_READING PASSAGE_
6. No fake food or vitamins. Be wary of synthetic vitamins. Whole foods may be properly supplemented with gentle chelators like open cell wall chlorella and super foods like spirulina.
7. Probiotics plus. Probiotics help restore healthy gut bacteria, repair genes, synthesize nutrients and help remove mercury from the body. Cultivating a gut garden of beneficial bugs boosts health. Add a teaspoon or two of kefir or fermented veggies to the dinner of small dogs, up to a tablespoon or two for larger animals. A high-quality refrigerated probiotic supplement is an option; if it’s made for animals, follow the package directions; for human products, assume the dose is for a 150-pound person and adjust for the dog’s weight.
Amino acids, the primary building blocks of proteins, are integral to detoxification; feeding a dog a variety of meats, along with fish and eggs, will provide these. Digestive enzymes also support health; a supplement should include many kinds. Cellulase, a plant enzyme that helps digest plant material, also extracts mercury, which destroys naturally occurring enzymes.
8. Plan meals with prebiotics. Prebiotics occur naturally in common high-fiber foods including cruciferous vegetables such as broccoli, Brussels sprouts and spinach. Carrots, beets and spirulina also benefit the gut. Establishing a healthy gut restores the body’s natural detoxification function, plus its ability to assimilate critical nutrients. Add a teaspoon or two for small dogs; one to three tablespoons for larger dogs.

_DATA LISTING_
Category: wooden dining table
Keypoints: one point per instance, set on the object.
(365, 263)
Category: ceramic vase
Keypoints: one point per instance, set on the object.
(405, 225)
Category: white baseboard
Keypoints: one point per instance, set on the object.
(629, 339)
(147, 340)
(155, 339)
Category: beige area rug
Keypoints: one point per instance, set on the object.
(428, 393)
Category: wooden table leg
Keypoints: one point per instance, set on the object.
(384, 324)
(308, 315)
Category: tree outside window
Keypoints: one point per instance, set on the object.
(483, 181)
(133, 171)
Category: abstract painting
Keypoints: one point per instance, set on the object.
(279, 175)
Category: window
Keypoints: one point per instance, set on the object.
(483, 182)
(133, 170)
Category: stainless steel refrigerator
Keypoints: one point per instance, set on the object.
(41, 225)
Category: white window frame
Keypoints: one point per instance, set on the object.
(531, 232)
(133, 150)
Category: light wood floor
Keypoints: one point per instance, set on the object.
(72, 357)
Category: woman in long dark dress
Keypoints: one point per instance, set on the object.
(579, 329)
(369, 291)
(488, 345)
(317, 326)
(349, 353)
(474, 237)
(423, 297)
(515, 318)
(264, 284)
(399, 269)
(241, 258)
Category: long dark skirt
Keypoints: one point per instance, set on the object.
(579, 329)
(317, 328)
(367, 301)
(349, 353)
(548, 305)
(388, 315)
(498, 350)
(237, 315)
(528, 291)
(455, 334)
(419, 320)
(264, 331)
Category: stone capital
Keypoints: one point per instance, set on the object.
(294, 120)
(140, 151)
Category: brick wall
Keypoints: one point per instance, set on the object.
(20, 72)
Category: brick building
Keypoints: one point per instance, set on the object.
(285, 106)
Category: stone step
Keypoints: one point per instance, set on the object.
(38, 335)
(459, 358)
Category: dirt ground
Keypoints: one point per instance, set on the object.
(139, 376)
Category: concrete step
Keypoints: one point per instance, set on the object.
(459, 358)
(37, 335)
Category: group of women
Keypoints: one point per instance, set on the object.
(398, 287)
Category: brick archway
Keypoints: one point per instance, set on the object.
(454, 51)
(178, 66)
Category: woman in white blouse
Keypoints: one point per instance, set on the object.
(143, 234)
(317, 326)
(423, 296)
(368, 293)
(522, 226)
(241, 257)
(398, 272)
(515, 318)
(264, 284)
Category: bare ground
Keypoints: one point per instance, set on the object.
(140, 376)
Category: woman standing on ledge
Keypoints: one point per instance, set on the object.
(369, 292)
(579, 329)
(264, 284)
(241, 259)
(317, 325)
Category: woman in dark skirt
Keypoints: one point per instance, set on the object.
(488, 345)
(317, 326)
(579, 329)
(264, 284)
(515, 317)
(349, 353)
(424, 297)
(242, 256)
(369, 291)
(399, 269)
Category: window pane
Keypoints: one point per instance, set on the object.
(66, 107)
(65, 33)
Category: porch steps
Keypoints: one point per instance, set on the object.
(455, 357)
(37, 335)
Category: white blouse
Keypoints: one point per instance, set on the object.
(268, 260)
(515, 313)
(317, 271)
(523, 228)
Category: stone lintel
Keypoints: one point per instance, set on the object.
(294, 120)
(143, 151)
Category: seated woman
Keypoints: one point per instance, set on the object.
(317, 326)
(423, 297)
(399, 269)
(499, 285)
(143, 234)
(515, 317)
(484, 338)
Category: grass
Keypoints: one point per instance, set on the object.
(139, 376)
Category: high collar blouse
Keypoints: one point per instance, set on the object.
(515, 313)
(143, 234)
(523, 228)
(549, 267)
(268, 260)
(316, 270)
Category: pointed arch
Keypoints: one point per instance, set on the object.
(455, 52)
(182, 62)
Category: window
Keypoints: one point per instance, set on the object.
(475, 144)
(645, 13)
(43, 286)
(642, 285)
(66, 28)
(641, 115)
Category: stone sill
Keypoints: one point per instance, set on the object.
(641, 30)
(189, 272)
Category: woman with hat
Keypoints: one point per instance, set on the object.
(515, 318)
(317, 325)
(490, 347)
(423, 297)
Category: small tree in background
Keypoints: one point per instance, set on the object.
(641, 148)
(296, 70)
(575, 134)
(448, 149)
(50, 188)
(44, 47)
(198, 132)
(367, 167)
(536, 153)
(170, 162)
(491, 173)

_TASK SET_
A. Answer these questions using the dog nutrition passage.
(i) Which plant enzyme also extracts mercury?
(ii) For a probiotic made for humans, what body weight should the dose be assumed to be for?
(iii) Which three foods are named as cruciferous vegetables?
B. Write the next part of the dog nutrition passage, picking up after its final sentence.
The listing has no role in any of this work.

_ANSWERS TO THIS EXERCISE_
A.
(i) Cellulase
(ii) 150 pounds
(iii) Broccoli, Brussels sprouts and spinach

B.
9. Raw food for detox. Discard commercially processed foods and chemical synthetic vitamins. Go for raw and whole foods, add fermented foods and supplement intelligently with whole food-based supplements. Organic sources, grass-fed animals and even biodynamic food sources are ideal.
10. Organ meats. A dog should have organ meats from clean animals at least once a week or as 10 percent of its diet.
As the body detoxifies, symptoms and discharges may occur. These are less common for dogs with raw, species-appropriate diets and minimal vaccinations. Visible results include old dogs displaying more energy and sharper cognitive function and awareness. Eyes are clearer. Fatty tissues shrink down, coats fill out and become shinier and skin becomes healthier. As the largest organ, skin reflects the state of the immune system as a whole.
A concentrated detox to overturn health issues relies on doctor protocols and individualized treatment. An everyday gentle detox generally keeps pets healthier.
Patricia Jordan is a naturopathic veterinarian in Cape Carteret, NC. Learn more at Dr-Jordan.com.
Doggie Detox Tips
Be aware that glyphosate in Monsanto’s Roundup herbicide is prevalent in nonorganic foods, widely used as a weed killer and to dry crops before harvesting. This hidden poison, in the presence of ingested mercury, makes both the glyphosate and mercury 1,000 times more toxic.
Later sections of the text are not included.